### Provided text
**********
You may want to look into using java's java.math.BigDecimal class if you really need precision math. Here is a good article from Oracle/Sun on the case for BigDecimal. While you can never represent 1/3 as someone mentioned, you can have the power to decide exactly how precise you want the result to be. setScale() is your friend.. :)
Ok, because I have way too much time on my hands at the moment here is a code example that relates to your question:
import java.math.BigDecimal;
/**
* Created by a wonderful programmer known as:
* Vincent Stoessel
* xaymaca#gmail.com
* on Mar 17, 2010 at 11:05:16 PM
*/
public class BigUp {
public static void main(String[] args) {
BigDecimal first, second, result ;
first = new BigDecimal("33.33333333333333") ;
second = new BigDecimal("100") ;
result = first.divide(second);
System.out.println("result is " + result);
//will print : result is 0.3333333333333333
}
}
and to plug my new favorite language, Groovy, here is a neater example of the same thing:
import java.math.BigDecimal
def first = new BigDecimal("33.33333333333333")
def second = new BigDecimal("100")
println "result is " + first/second // will print: result is 0.33333333333333
Pretty sure you could've made that into a three line example. :)
If you want exact precision, use BigDecimal. Otherwise, you can use ints multiplied by 10 ^ whatever precision you want.
As others have noted, not all decimal values can be represented as binary since decimal is based on powers of 10 and binary is based on powers of two.
If precision matters, use BigDecimal, but if you just want friendly output:
System.out.printf("%.2f\n", total);
Will give you:
11.40
You're running up against the precision limitation of type double.
Java.Math has some arbitrary-precision arithmetic facilities.
You can't, because 7.3 doesn't have a finite representation in binary. The closest you can get is 2054767329987789/2**48 = 7.3+1/1407374883553280.
Take a look at http://docs.python.org/tutorial/floatingpoint.html for a further explanation. (It's on the Python website, but Java and C++ have the same "problem".)
**********
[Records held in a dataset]
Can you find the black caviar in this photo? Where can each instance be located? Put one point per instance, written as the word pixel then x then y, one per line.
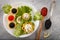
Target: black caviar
pixel 14 10
pixel 48 24
pixel 12 25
**********
### Required task
Can you rewrite the part of the thread on Java decimal precision starting with "def second = new" and going on through "2054767329987789/2**48 = 7.3+1/1407374883553280.", with "binary" replaced by "base-2"?

### Solved problem
def second = new BigDecimal("100")
println "result is " + first/second // will print: result is 0.33333333333333
Pretty sure you could've made that into a three line example. :)
If you want exact precision, use BigDecimal. Otherwise, you can use ints multiplied by 10 ^ whatever precision you want.
As others have noted, not all decimal values can be represented as base-2 since decimal is based on powers of 10 and base-2 is based on powers of two.
If precision matters, use BigDecimal, but if you just want friendly output:
System.out.printf("%.2f\n", total);
Will give you:
11.40
You're running up against the precision limitation of type double.
Java.Math has some arbitrary-precision arithmetic facilities.
You can't, because 7.3 doesn't have a finite representation in base-2. The closest you can get is 2054767329987789/2**48 = 7.3+1/1407374883553280.